» Work request
Write the listing below out again in full, dropping its pictures.

» Input
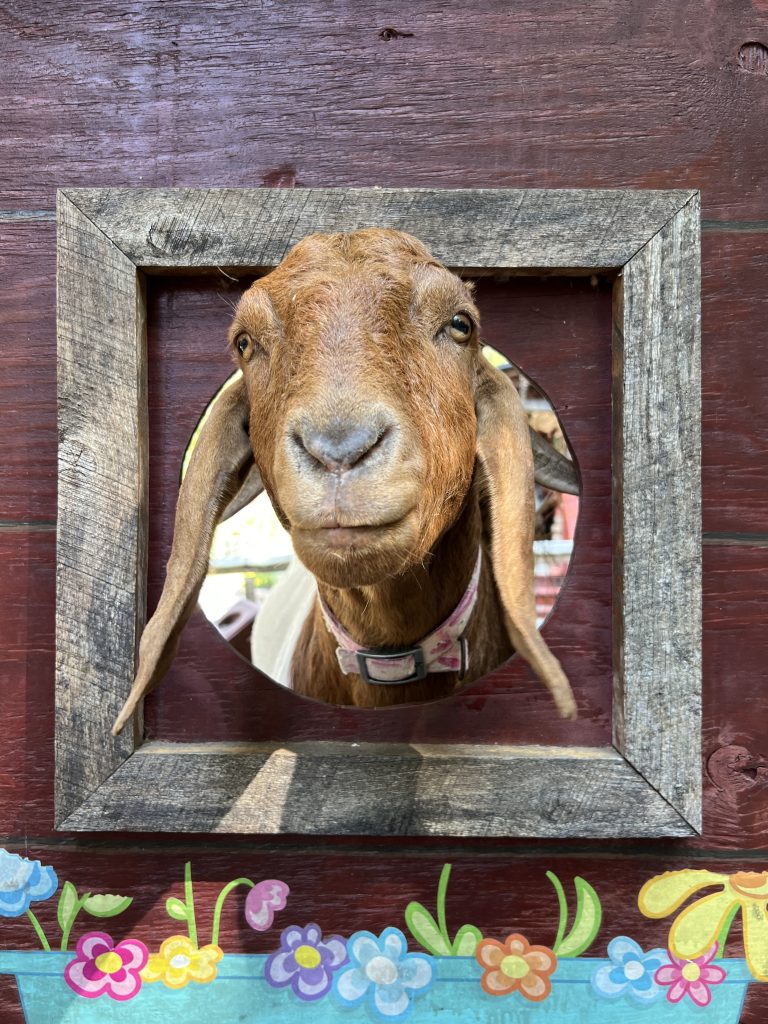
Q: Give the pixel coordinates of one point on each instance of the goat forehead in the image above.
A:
(351, 307)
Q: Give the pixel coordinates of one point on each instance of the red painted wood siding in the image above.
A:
(640, 93)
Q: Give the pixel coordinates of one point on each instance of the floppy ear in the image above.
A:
(505, 451)
(218, 468)
(250, 488)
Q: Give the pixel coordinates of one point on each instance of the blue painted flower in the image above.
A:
(306, 962)
(383, 972)
(630, 972)
(23, 881)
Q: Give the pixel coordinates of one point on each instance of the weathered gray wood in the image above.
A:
(101, 544)
(507, 228)
(368, 788)
(656, 487)
(649, 787)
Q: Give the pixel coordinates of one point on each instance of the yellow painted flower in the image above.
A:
(698, 926)
(179, 962)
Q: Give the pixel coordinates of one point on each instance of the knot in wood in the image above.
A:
(753, 57)
(735, 769)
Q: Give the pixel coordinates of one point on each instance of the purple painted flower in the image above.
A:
(100, 968)
(306, 962)
(23, 881)
(263, 900)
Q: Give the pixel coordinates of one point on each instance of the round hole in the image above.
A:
(257, 595)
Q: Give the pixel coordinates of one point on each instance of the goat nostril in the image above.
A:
(341, 445)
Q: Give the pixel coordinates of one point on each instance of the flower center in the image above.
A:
(381, 971)
(633, 970)
(514, 967)
(110, 963)
(307, 956)
(691, 972)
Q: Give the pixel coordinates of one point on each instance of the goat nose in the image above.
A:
(341, 444)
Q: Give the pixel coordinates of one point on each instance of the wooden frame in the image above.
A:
(647, 783)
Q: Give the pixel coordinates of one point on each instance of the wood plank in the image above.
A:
(601, 96)
(734, 371)
(734, 383)
(559, 332)
(735, 750)
(28, 401)
(585, 229)
(334, 788)
(101, 502)
(657, 540)
(27, 660)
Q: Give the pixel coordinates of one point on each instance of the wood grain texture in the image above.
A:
(559, 331)
(101, 551)
(657, 542)
(519, 229)
(27, 660)
(334, 788)
(657, 299)
(28, 398)
(734, 383)
(610, 94)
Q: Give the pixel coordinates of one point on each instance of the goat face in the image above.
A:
(367, 401)
(359, 354)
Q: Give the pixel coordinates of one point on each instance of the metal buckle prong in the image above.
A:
(420, 670)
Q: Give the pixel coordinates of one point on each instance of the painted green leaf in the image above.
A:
(175, 908)
(466, 940)
(107, 905)
(69, 904)
(424, 929)
(586, 922)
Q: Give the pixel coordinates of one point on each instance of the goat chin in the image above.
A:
(345, 557)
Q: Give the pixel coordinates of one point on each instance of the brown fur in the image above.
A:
(351, 330)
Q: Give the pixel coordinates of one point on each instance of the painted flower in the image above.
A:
(23, 881)
(516, 966)
(263, 900)
(306, 962)
(691, 977)
(178, 962)
(384, 973)
(630, 972)
(697, 927)
(101, 968)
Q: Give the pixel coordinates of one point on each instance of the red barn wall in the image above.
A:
(633, 93)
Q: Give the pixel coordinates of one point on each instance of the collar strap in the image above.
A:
(443, 650)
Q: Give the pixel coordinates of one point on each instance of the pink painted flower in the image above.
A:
(101, 968)
(263, 900)
(691, 978)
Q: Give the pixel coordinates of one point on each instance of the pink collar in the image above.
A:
(443, 650)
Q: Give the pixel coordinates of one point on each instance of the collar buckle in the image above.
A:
(420, 669)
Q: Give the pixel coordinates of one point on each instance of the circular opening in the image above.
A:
(258, 596)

» Written solution
Q: Give the pixel coordinates of one point on each instance of the goat forehead in the image above.
A:
(351, 307)
Q: Give the pixel coordinates of one point on each instance of the red painted wood siding in the image above.
A:
(640, 93)
Q: Give the pixel coordinates of one point on each instance of the floppy ear in the image above.
A:
(505, 451)
(218, 468)
(250, 488)
Q: Give the pixel coordinates of one point on each instance of the blue painted flower in the image above.
A:
(306, 962)
(383, 972)
(630, 972)
(23, 881)
Q: Give the pixel coordinates of one point on each instance of the weathered gray wood in the image above.
A:
(101, 544)
(507, 228)
(368, 788)
(656, 487)
(649, 787)
Q: Give the pixel coordinates of one point on each instance of the yellow painted flower in the image above.
A:
(698, 926)
(179, 962)
Q: Give the pixel coordinates of one point on each instance of the knot in wood in the image above.
A:
(753, 57)
(735, 769)
Q: Give the pixel coordinates of one point on each instance of the purple painted flower in the image above.
A:
(100, 968)
(306, 962)
(23, 881)
(263, 900)
Q: Give the pixel coordinates of one point on each instance of the round hole in the image above.
A:
(257, 595)
Q: Give the pixel coordinates of one point on each instance of the goat nostril in the image above.
A:
(341, 445)
Q: Give the pixel coordinates of one point on each instance of the flower center in the image above.
A:
(381, 971)
(633, 970)
(514, 967)
(110, 963)
(307, 956)
(691, 972)
Q: Give the pixel coordinates of one point on each instance of the goat nose in the image above.
A:
(341, 444)
Q: Give the pixel coordinates of one point on each instance of the wooden frame in the image above.
A:
(647, 783)
Q: Give the pixel coordinates of one point on each instance of the wood plank in the image above.
A:
(601, 96)
(734, 371)
(734, 383)
(559, 332)
(735, 750)
(28, 401)
(585, 229)
(334, 788)
(101, 502)
(657, 540)
(27, 660)
Q: Give the pixel coordinates of one point on each instance of the wood grain texture in the image above.
A:
(559, 331)
(101, 551)
(657, 542)
(519, 229)
(27, 660)
(334, 788)
(657, 299)
(28, 398)
(734, 383)
(610, 94)
Q: Give the pixel coordinates of one point on each instance of the goat face in the image above.
A:
(367, 401)
(359, 354)
Q: Give the pixel coordinates of one point on each instance of the metal buckle prong in the image above.
A:
(420, 670)
Q: Give the pixel coordinates of one point on each instance of the painted green leaf in the image above.
A:
(175, 908)
(466, 940)
(107, 905)
(69, 904)
(424, 929)
(586, 922)
Q: Give the pixel coordinates of one point on each instance of the goat chin in the image above.
A:
(345, 557)
Q: Give the pixel coordinates of one point on each instance of the brown fur in the image above.
A:
(351, 330)
Q: Give the pixel coordinates of one point on each instance of the painted flower in the image above.
A:
(23, 881)
(516, 966)
(263, 900)
(306, 962)
(691, 977)
(178, 962)
(384, 973)
(630, 972)
(697, 927)
(101, 968)
Q: Give the pixel coordinates of one point on each instance of the red barn wall in the image above.
A:
(633, 93)
Q: Give the pixel coordinates of one point on each instance of the collar strap in the image above.
A:
(443, 650)
Q: Give the pixel coordinates of one point on each instance of the pink painted flower in the image above.
A:
(101, 968)
(263, 900)
(691, 978)
Q: Give the pixel coordinates of one point on each instance of the pink collar in the image above.
A:
(443, 650)
Q: Give the pixel coordinates of one point on each instance of the collar buckle in the image above.
A:
(420, 669)
Q: Give the pixel coordinates of one point on each instance of the circular opening in the image above.
A:
(258, 596)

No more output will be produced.